REQUEST: Please return, word for word, the passage of the Mark 13 bomb text below from "The Mark 13 nuclear" to "World War II.", including both ends.

━━━ GIVEN TEXT

- Type: Fission bomb / Nuclear warhead
- Place of origin: United States

Service history
- In service: Never entered operational service (cancelled during development)

Production history
- Designer: Los Alamos National Laboratory
- Designed: 1951–1953
- No. built: Experimental prototypes only
- Variants: W-13 (Missile/Cruise warhead); Mark 18 (Super Oralloy Bomb); Mark 20;

Specifications
- Mass: Mark 13 bomb: 7,400 lb (3,300 kg); W-13 warhead: 6,000–6,500 lb (2,700–2,900 kg);
- Length: Mark 13 bomb: 128 in (320 cm); W-13 warhead: 100 in (250 cm);
- Diameter: Mark 13 bomb: 61 in (150 cm); W-13 warhead: 58 in (145 cm);

= Mark 13 nuclear bomb =

Experimental nuclear weapon

The Mark 13 nuclear bomb and its variant, the W-13 nuclear warhead for Redstone ballistic missile and Snark cruise missile, were experimental nuclear weapons developed by the United States from 1951 to 1954. The Mark 13 design was based on the earlier Mark 6 nuclear bomb design, which was in turn based on the Mark 4 nuclear bomb and the Mark 3 nuclear bomb used at the end of World War II.

━━━━━━
━━━ SUPPLIED ENTRIES

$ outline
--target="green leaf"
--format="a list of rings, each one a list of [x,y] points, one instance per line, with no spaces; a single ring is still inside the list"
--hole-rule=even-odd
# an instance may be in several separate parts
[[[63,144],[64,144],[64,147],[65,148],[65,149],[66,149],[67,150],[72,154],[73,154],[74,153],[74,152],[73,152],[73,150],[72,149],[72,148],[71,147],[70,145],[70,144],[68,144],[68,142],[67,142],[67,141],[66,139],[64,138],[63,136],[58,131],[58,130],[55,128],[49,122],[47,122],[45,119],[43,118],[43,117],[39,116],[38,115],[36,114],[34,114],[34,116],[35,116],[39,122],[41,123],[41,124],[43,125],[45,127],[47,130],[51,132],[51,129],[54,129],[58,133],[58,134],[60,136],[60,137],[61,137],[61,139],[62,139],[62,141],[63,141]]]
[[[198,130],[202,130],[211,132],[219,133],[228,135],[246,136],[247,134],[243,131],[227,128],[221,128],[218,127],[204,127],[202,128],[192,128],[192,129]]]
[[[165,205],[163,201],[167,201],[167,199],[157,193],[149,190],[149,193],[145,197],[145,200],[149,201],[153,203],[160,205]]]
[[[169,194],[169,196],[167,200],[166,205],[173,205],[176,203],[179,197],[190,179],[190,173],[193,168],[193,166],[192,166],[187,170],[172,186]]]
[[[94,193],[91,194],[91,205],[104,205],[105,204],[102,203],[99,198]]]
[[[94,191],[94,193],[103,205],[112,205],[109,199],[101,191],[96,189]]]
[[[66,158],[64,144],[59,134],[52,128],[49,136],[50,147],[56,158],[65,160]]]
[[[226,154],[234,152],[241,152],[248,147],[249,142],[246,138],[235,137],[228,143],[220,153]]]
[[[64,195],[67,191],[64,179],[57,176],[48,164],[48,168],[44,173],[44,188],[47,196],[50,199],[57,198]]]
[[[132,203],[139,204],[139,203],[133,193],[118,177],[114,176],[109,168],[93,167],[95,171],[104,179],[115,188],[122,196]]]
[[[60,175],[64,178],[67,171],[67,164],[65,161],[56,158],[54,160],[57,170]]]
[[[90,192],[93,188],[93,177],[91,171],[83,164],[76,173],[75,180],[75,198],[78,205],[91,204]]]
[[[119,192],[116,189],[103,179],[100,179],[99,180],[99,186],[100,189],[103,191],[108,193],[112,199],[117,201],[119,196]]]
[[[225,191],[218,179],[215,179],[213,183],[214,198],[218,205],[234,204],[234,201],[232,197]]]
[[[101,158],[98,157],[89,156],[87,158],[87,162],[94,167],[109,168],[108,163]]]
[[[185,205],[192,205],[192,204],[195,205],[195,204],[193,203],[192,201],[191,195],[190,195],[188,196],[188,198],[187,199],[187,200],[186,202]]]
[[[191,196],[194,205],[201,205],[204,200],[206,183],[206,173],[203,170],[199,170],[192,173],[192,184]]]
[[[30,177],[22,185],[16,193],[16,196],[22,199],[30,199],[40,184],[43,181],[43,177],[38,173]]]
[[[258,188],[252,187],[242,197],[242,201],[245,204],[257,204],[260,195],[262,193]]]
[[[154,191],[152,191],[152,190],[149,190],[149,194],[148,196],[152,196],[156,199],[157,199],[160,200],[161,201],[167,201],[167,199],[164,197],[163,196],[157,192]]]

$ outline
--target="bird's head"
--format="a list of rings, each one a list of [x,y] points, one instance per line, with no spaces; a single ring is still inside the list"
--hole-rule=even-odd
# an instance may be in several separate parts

━━━━━━

SOLUTION TO THIS TASK:
The Mark 13 nuclear bomb and its variant, the W-13 nuclear warhead for Redstone ballistic missile and Snark cruise missile, were experimental nuclear weapons developed by the United States from 1951 to 1954. The Mark 13 design was based on the earlier Mark 6 nuclear bomb design, which was in turn based on the Mark 4 nuclear bomb and the Mark 3 nuclear bomb used at the end of World War II.